[Items drawn from a dataset]

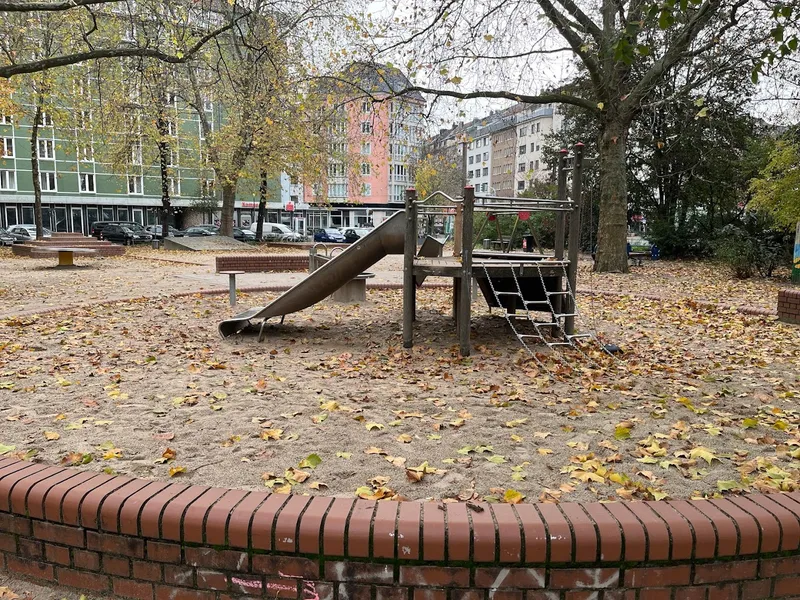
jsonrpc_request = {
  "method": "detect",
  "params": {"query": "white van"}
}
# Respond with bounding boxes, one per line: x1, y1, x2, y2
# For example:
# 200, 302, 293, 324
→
250, 222, 294, 242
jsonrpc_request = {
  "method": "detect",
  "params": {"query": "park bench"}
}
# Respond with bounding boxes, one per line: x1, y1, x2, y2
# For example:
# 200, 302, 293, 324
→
31, 246, 97, 267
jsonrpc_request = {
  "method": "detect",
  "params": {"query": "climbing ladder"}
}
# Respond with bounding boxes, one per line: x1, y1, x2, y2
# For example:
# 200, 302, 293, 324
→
483, 261, 608, 366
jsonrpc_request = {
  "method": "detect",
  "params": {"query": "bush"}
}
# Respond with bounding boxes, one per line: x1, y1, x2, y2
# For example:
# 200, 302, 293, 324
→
714, 213, 791, 279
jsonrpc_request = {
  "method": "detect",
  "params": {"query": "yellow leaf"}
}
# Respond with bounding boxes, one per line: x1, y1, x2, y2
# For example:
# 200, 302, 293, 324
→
261, 429, 283, 440
503, 489, 525, 504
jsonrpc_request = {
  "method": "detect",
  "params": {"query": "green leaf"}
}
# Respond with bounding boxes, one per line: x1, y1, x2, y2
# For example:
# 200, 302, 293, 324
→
614, 426, 631, 440
297, 454, 322, 469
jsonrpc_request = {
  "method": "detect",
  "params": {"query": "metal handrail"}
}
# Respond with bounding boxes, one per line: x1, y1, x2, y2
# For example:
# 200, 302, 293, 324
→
415, 190, 464, 204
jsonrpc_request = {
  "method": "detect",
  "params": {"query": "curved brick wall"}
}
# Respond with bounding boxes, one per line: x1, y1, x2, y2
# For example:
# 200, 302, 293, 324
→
0, 459, 800, 600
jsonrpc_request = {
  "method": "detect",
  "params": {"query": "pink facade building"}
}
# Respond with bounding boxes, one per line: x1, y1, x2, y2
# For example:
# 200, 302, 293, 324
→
304, 65, 425, 229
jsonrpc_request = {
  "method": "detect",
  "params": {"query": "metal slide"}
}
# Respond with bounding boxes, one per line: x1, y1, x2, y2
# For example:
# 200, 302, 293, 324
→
219, 211, 406, 337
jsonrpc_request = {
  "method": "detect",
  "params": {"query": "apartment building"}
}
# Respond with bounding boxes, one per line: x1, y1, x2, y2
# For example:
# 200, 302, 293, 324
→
305, 63, 425, 228
514, 105, 563, 194
428, 104, 562, 196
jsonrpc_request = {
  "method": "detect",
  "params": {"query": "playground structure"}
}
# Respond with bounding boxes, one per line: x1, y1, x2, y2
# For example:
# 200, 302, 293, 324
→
219, 143, 593, 356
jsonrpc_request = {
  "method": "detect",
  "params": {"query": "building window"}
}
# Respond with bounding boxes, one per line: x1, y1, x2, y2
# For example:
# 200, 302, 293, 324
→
128, 175, 142, 194
0, 170, 17, 190
78, 144, 94, 162
328, 183, 347, 198
80, 173, 95, 194
200, 179, 214, 198
131, 142, 142, 165
328, 163, 345, 177
39, 171, 57, 192
36, 140, 55, 158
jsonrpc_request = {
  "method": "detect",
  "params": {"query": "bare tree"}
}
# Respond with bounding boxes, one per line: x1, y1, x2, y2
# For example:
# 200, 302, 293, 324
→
352, 0, 798, 272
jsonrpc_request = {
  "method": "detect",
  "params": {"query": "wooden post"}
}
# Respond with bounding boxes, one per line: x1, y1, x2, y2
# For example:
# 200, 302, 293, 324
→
792, 221, 800, 283
564, 142, 583, 335
555, 148, 567, 260
553, 148, 567, 313
458, 186, 475, 356
453, 203, 464, 256
403, 188, 417, 348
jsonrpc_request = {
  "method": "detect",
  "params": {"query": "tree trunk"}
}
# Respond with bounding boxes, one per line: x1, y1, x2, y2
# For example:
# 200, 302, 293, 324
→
219, 182, 236, 237
595, 118, 630, 273
31, 105, 44, 240
256, 171, 267, 242
156, 113, 172, 244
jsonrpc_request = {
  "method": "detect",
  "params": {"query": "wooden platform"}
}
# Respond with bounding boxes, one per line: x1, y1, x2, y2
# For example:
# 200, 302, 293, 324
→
414, 253, 569, 277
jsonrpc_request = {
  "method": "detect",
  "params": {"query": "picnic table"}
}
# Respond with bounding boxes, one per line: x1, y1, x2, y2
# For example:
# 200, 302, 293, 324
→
32, 246, 97, 267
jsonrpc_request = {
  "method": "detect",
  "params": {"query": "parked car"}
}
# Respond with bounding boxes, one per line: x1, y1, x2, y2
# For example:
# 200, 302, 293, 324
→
8, 225, 53, 242
144, 225, 184, 237
183, 225, 217, 237
0, 227, 17, 246
280, 231, 306, 242
344, 227, 372, 244
314, 227, 347, 244
233, 227, 256, 242
250, 222, 294, 242
102, 223, 153, 246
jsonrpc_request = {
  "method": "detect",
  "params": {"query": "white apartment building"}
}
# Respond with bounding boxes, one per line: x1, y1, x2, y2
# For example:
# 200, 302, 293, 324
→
467, 132, 492, 194
514, 104, 563, 194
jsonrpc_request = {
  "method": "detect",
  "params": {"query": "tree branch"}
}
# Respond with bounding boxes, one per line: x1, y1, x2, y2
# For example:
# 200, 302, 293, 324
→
624, 0, 722, 111
0, 13, 249, 79
319, 76, 599, 113
0, 0, 123, 12
536, 0, 606, 97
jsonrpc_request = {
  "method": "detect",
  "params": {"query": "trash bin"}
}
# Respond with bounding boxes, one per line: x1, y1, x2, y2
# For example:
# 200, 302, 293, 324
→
522, 235, 533, 252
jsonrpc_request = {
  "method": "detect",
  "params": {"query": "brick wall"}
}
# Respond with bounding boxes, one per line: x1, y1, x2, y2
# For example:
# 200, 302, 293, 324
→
778, 288, 800, 324
216, 254, 308, 273
0, 459, 800, 600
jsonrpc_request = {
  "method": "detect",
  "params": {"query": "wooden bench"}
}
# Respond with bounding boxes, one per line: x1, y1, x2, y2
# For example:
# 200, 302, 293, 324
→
31, 246, 97, 267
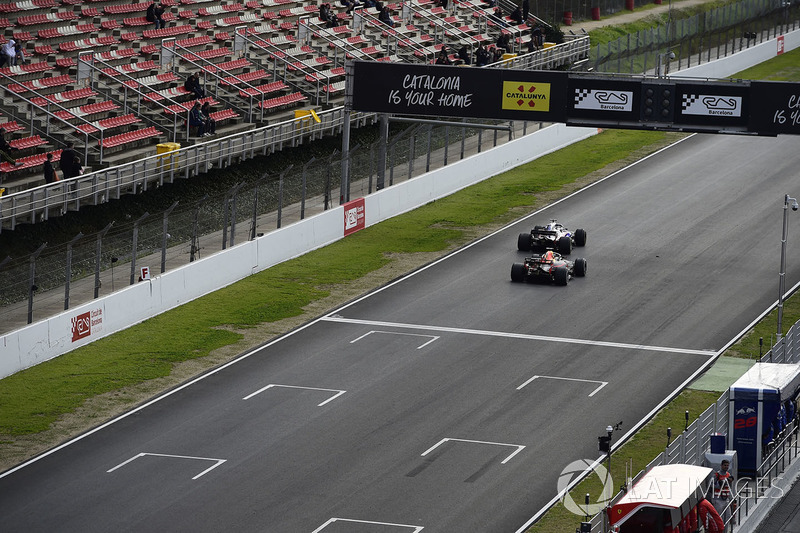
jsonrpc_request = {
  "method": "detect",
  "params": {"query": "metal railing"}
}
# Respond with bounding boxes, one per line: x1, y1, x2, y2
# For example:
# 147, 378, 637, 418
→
0, 115, 543, 332
0, 108, 366, 230
576, 321, 800, 533
585, 0, 800, 74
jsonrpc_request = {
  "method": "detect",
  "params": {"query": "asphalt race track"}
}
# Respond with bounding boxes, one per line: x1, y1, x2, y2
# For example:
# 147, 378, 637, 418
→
0, 135, 800, 533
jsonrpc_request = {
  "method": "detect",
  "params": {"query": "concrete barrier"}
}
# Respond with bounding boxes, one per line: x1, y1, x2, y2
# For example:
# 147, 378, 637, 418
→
0, 30, 800, 378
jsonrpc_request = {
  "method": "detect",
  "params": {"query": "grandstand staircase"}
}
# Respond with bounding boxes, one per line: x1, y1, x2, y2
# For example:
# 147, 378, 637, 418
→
0, 0, 588, 192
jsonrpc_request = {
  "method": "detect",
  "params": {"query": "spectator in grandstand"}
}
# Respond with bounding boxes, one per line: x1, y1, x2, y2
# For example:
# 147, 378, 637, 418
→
58, 141, 78, 180
458, 45, 472, 65
183, 73, 206, 98
378, 6, 394, 27
489, 6, 507, 28
44, 152, 59, 183
531, 24, 544, 50
495, 33, 511, 53
436, 46, 453, 65
475, 43, 492, 67
0, 39, 17, 67
339, 0, 361, 13
189, 102, 207, 137
510, 6, 523, 25
145, 2, 164, 30
72, 154, 83, 177
490, 46, 503, 63
14, 43, 26, 66
200, 102, 217, 136
0, 128, 22, 167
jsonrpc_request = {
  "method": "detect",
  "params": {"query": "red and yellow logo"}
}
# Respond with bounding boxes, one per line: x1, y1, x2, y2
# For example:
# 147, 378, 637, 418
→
503, 81, 550, 111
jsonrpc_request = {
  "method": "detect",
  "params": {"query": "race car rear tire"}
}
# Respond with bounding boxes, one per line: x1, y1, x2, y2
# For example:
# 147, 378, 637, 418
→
553, 266, 569, 285
575, 229, 586, 246
517, 232, 533, 252
511, 263, 527, 282
575, 257, 586, 278
558, 237, 572, 255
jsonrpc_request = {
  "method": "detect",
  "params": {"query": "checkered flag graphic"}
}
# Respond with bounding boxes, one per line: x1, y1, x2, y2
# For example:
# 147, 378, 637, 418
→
681, 94, 697, 109
575, 89, 591, 105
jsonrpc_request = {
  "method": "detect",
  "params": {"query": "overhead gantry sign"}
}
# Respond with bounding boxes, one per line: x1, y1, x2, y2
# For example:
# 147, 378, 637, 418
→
345, 61, 800, 136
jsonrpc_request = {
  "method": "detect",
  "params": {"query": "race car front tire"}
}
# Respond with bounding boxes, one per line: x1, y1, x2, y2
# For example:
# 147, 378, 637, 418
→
575, 229, 586, 246
558, 237, 572, 255
553, 266, 569, 285
517, 233, 533, 252
511, 263, 527, 282
575, 257, 586, 278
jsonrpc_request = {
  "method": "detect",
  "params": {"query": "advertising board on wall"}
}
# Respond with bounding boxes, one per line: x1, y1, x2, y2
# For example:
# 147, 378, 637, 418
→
70, 307, 103, 342
343, 198, 366, 237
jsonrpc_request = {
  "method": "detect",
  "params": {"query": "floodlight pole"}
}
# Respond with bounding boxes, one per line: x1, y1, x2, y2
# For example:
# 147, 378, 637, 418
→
776, 194, 798, 350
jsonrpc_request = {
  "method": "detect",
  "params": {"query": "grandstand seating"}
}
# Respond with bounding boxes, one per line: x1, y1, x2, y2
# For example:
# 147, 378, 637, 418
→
100, 127, 161, 149
77, 113, 142, 133
0, 150, 61, 174
258, 93, 308, 110
53, 100, 119, 120
8, 135, 47, 150
239, 81, 288, 98
0, 120, 23, 133
0, 0, 552, 189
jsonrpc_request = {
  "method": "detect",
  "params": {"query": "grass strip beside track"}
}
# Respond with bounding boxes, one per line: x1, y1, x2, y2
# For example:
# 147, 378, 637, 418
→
0, 131, 679, 462
528, 49, 800, 533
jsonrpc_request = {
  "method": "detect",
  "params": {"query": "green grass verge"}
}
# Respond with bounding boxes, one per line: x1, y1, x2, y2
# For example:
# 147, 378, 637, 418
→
589, 0, 741, 46
528, 45, 800, 533
0, 131, 665, 436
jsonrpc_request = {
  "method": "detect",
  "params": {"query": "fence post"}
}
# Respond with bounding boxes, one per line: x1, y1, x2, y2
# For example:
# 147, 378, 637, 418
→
302, 157, 314, 219
189, 194, 208, 263
408, 128, 418, 179
425, 124, 433, 172
28, 243, 47, 324
375, 113, 390, 191
94, 221, 114, 299
64, 231, 83, 311
161, 202, 178, 274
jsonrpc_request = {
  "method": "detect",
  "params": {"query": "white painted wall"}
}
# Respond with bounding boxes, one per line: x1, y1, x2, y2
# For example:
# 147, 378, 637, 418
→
0, 31, 800, 378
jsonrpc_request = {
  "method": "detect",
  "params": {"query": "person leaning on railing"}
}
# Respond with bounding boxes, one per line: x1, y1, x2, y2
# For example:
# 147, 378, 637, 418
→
0, 128, 22, 167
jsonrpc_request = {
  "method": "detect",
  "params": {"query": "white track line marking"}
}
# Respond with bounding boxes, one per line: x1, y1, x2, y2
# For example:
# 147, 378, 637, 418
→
242, 383, 347, 407
320, 315, 717, 357
350, 329, 439, 350
421, 438, 525, 465
517, 376, 608, 398
106, 452, 227, 479
311, 518, 425, 533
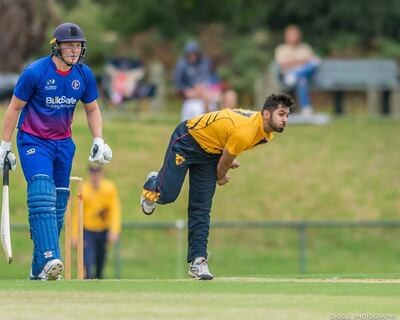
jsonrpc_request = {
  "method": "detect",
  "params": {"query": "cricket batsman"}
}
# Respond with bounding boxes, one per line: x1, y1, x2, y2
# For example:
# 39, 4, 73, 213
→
140, 94, 294, 280
0, 23, 112, 280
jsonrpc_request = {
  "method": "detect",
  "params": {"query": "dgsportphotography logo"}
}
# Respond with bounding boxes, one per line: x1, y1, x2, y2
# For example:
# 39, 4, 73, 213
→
329, 313, 400, 320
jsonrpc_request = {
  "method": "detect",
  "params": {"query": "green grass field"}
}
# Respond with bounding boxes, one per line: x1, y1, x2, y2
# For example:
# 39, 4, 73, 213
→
0, 107, 400, 279
0, 276, 400, 320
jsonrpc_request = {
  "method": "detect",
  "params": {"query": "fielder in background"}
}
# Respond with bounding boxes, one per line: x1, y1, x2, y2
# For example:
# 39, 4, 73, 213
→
73, 165, 121, 279
0, 23, 112, 280
140, 94, 294, 280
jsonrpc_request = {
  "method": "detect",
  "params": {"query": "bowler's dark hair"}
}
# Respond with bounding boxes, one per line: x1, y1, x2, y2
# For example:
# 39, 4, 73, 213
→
261, 93, 294, 113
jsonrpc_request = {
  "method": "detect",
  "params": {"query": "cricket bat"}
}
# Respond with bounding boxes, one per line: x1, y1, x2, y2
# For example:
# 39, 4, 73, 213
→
0, 155, 12, 264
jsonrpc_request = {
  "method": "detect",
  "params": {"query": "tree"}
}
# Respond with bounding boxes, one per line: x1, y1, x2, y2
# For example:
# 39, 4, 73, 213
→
0, 0, 56, 72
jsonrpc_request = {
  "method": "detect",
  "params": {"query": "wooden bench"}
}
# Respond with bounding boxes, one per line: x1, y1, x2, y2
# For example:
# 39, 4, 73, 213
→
266, 59, 400, 115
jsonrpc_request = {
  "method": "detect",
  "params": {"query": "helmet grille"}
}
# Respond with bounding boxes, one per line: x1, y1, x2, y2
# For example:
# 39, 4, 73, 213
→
70, 27, 78, 37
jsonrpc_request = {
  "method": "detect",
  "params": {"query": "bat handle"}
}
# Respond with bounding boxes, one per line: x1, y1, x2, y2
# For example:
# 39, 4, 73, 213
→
3, 151, 11, 186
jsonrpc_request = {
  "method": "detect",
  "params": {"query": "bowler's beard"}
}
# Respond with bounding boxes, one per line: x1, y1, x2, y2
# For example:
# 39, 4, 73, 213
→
268, 119, 285, 132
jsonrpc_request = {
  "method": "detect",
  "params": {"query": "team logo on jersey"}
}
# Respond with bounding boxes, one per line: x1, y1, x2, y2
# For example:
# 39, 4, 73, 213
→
44, 79, 57, 90
175, 154, 186, 166
46, 96, 77, 109
26, 148, 36, 156
71, 80, 81, 90
44, 251, 53, 259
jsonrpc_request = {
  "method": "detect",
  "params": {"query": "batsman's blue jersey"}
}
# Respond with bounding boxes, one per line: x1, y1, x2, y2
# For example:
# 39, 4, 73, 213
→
14, 56, 98, 140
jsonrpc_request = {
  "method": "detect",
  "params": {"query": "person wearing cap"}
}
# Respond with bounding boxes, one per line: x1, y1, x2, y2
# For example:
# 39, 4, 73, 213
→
174, 41, 220, 121
0, 23, 112, 280
73, 165, 121, 279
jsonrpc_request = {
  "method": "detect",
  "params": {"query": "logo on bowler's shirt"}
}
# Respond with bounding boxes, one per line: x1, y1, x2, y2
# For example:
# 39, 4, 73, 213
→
44, 79, 57, 90
71, 80, 81, 90
44, 251, 53, 259
46, 96, 77, 109
26, 148, 36, 156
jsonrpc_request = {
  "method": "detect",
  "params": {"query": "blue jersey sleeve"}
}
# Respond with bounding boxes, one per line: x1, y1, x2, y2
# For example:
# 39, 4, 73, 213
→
14, 67, 35, 102
81, 65, 99, 103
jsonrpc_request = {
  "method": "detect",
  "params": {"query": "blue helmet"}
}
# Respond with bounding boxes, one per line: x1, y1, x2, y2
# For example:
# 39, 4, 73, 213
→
50, 22, 86, 65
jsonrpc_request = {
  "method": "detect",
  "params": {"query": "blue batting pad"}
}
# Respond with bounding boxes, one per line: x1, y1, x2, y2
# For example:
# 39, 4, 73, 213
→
56, 188, 69, 237
28, 175, 60, 275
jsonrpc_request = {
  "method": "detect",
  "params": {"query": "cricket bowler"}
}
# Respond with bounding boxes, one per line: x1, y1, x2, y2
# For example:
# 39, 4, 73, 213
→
140, 94, 294, 280
0, 23, 112, 280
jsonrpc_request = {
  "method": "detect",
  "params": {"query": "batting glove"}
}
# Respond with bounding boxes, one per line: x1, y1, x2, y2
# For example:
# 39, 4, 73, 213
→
0, 140, 17, 174
89, 138, 112, 164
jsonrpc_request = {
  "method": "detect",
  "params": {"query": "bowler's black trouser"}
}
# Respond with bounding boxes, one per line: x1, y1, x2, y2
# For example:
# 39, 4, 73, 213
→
144, 121, 221, 262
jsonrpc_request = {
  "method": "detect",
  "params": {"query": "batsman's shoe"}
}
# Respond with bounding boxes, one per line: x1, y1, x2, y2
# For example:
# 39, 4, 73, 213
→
140, 171, 160, 215
29, 259, 64, 281
189, 257, 214, 280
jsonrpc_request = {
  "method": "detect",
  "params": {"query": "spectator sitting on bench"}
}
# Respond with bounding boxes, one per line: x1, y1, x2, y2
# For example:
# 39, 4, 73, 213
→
174, 41, 221, 121
275, 25, 319, 116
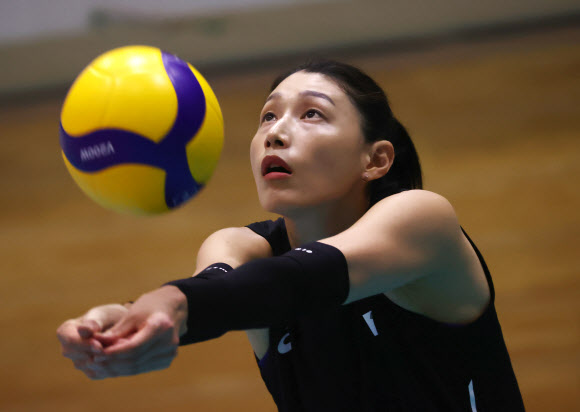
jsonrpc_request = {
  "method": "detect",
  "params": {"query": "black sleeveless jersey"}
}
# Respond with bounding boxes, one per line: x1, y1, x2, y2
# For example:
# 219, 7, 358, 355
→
248, 218, 524, 412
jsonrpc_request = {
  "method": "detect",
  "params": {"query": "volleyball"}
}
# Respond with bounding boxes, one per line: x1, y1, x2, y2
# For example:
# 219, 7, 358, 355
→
60, 46, 224, 215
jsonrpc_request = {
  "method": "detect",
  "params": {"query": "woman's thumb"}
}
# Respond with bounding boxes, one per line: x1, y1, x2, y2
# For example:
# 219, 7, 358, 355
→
78, 319, 101, 339
95, 316, 137, 346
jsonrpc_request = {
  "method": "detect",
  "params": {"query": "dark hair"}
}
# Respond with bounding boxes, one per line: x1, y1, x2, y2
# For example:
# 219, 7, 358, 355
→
270, 60, 423, 206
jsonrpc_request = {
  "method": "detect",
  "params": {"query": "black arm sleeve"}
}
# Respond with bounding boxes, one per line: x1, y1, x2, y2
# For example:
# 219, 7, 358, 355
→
167, 242, 349, 344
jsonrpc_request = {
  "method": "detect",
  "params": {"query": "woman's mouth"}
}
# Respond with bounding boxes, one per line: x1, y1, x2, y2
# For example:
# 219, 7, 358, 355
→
261, 156, 292, 180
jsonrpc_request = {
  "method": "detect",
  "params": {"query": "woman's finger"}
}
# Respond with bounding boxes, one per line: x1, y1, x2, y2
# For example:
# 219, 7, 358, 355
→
103, 313, 179, 361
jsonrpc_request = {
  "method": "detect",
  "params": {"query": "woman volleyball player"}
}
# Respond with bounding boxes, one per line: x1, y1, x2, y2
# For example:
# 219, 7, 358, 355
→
58, 61, 524, 412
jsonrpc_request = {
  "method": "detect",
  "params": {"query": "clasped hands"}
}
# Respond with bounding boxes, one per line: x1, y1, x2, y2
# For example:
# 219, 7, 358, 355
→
57, 286, 187, 379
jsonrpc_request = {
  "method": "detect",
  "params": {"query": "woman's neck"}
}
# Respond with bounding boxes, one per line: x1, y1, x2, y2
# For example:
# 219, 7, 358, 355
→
284, 191, 368, 248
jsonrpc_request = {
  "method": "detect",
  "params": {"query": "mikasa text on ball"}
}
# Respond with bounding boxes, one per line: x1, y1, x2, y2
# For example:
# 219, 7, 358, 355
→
60, 46, 224, 214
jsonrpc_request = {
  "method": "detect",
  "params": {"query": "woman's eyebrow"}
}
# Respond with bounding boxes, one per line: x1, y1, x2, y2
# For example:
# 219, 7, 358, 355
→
264, 90, 336, 106
300, 90, 336, 106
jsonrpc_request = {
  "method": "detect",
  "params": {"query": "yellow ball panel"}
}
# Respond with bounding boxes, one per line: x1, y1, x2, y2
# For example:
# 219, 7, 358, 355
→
62, 153, 169, 215
61, 46, 177, 142
61, 66, 115, 136
186, 65, 224, 184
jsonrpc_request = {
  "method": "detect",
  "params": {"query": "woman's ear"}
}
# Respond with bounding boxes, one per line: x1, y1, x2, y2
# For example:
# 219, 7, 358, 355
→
363, 140, 395, 181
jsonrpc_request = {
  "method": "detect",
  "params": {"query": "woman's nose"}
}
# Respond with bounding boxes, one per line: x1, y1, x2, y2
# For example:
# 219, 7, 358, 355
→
264, 119, 290, 148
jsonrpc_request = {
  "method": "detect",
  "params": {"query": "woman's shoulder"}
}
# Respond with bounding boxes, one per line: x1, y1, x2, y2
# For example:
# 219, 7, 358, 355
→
367, 189, 459, 233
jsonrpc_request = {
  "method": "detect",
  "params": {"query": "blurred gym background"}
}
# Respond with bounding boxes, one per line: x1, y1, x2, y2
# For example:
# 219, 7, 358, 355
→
0, 0, 580, 412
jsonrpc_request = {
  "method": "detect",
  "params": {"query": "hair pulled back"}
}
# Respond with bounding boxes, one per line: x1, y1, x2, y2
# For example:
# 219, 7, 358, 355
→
270, 60, 423, 206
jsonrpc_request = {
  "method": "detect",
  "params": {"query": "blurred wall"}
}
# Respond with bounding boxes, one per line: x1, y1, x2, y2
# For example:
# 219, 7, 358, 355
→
0, 0, 580, 98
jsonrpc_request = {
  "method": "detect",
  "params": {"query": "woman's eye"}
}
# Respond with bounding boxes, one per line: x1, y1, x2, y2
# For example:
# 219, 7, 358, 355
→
262, 112, 275, 122
304, 109, 322, 119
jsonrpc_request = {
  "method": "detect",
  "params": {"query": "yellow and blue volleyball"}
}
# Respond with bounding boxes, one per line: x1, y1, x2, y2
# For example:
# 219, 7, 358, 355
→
60, 46, 224, 215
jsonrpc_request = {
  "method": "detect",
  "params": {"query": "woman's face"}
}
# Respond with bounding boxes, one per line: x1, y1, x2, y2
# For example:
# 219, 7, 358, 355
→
250, 72, 368, 215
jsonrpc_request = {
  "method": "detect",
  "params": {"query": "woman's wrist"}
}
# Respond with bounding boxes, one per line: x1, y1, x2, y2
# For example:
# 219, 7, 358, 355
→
153, 285, 188, 336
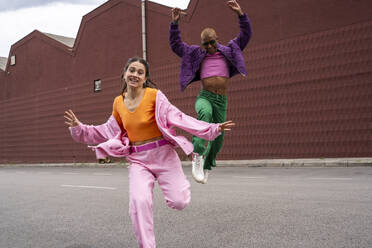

| PROBLEM TO SOLVE |
Extract every line of the records that contains the string "logo", treating uppercase and lowercase letters as distinct.

| WORKED ANSWER |
  "params": {"query": "red and yellow logo"}
  "params": {"query": "dgsportphotography logo"}
  "params": {"query": "team logo on jersey"}
  "params": {"query": "logo on bowler's shirt"}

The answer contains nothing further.